[[ Document passage, beginning ]]

From hard to soft in seconds

A sea cucumber can activate its body armor in a matter of seconds, by secreting chemicals that stiffen its soft skin. Now researchers are adapting that trick to create plastics beefed up with nanomaterials that can switch from hard to soft, or vice versa, with the flick of a signal.

Writing in Friday's issue of the journal Science, the researchers say such plastics could eventually be used for future biomedical implants, such as brain electrodes or … well … whatever.

"Where would you want to have materials that can electrically switch between floppy and rigid? I'd just encourage you to use your imagination," said Christoph Weder, a materials scientist at Case Western Reserve University and one of the senior authors behind the research paper.

Building on previous research published last year in Nature Nanotechnology, Weder and his colleagues took a page from the sea cucumber's cookbook - and changed the ingredients to suit their own purposes. The sea cucumber's skin has rigid collagen nanofibers embedded in soft connective tissue. When the creature senses a threat, it secretes chemicals that cause the nanofibers to bind together, hardening the skin into more of a shell.

"We've taken that architecture - not the chemistry and the materials that nature is using - but we've taken the architecture to produce an artificial material that does a similar trick," Weder told me.

To mimic the sea cucumber's skin, the researchers substituted cellulose nanofibers for the collagen, and embedded them in a rubbery, porous polymer. The nanofibers were specially treated so that they would stick together in a matrix when dry, but would separate when exposed to a hydrogen-bond-forming solvent - like water, for example.

The resulting material is as hard as the plastic in a CD case when it's dry - but goes limp and floppy like soft rubber when it's immersed in water. When the material dries out, it gets hard again.

"The current application that we're interested in is to make materials for biomedical applications that are originally rigid, but when you implant them in a biological material, they soften in a very controlled way," Weder said.

Going soft in the brain

For now, the technology is being developed primarily for microelectrodes that can be implanted in the brain. Such devices are being used experimentally in "artificial nervous systems" to treat medical conditions ranging from strokes and spinal cord injuries to Parkinson's disease.

Some experiments have shown that the brain signals degrade within a few months after implantation, and researchers suspect that this occurs because the stiff microelectrodes do damage to the surrounding brain tissue over time. Electrodes that go soft "could alleviate this problem," Dustin Tyler, another member of the research team, said in a Case Western news release.

"That's why we designed our first materials to respond to water," Weder said. "This allows the rigid electrodes to become soft when implanted into the water-rich brain."

You might wonder whether there are similar ways to achieve the same result. For example, even a dry sponge can get all floppy when it's thrown into a bucket of water. But Weder said it was important to come up with a hard-to-soft technology that didn't depend merely on soaking up a liquid. If their material swelled up like a sponge in the brain ... well, you can imagine how bad that could be.

[[ Document passage, end ]]

__Tasks to complete__
a: Answer these about the sea cucumber article, one per line:
(i) What did the researchers use in place of the sea cucumber's collagen?
(ii) When dry, the material is as hard as what?
(iii) Where does Christoph Weder work?
b: Write the next part of the sea cucumber article, picking up after its final paragraph.

[[ Dataset content, beginning ]]

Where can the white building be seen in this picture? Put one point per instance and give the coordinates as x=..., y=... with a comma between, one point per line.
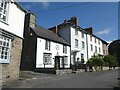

[[ Dataset content, end ]]

__Exercise results__
a:
(i) Cellulose nanofibers
(ii) The plastic in a CD case
(iii) Case Western Reserve University

b:
To make sure that their material worked instead by responding a chemical switch, they dipped the stuff in a different liquid, isopropyl alcohol, and found that the plastic retained its stiffness. That demonstrated that the stiff-to-floppy transition could be chemically controlled.

Weder said the hard-to-soft plastic is currently being tested in animal studies - but he acknowledged that "it's very difficult to say how long this is going to take," due to the protracted period required to certify such materials for medical purposes.

Dr. Rodolfo Llinas, a neuroscientist at New York University, is working on a different kind of microelectrode technology and was not involved in Weder's work. Nevertheless, after reviewing the Science paper, he told me in an e-mail that the soft-polymer technology looked promising: 

"The use of polymer-based electrical stimulating/recording probes is clearly the next step in direct interface with the central nervous system. I suspect that as we learn more about such materials, their optimal utilization in neuroscience will afford stunning new experimental designs. Indeed, the 'Holy Grail' in central nervous system research, to record/stimulate in freely moving animals with hundreds of probes, over a protracted time, might become a reality."

Beyond the brain

Weder told me he doesn't intend to stop with microelectrodes. On the biomedical side of things, you could make implantable stents from plastic instead of wire. You could also create "smart casts" for injured limbs, Weder said.

"There are conditions where, every now and then, it is desirable for the system to soften up so you can stretch your arm, and then the cast can harden back up," he explained.

All sorts of other gee-whiz devices become marketable if researchers can figure out a way to control the stiff-vs.-floppy switch with an electrical signal rather than a chemical signal. (I can imagine the erectile-dysfunction ads already!) Weder took the high road in his own example, saying the technology could lead to "smart bulletproof vests that you can switch from soft to rigid."

That would bring the concept around full circle: What started out as body armor for the sea cucumber could someday lead to next-generation body armor for humans.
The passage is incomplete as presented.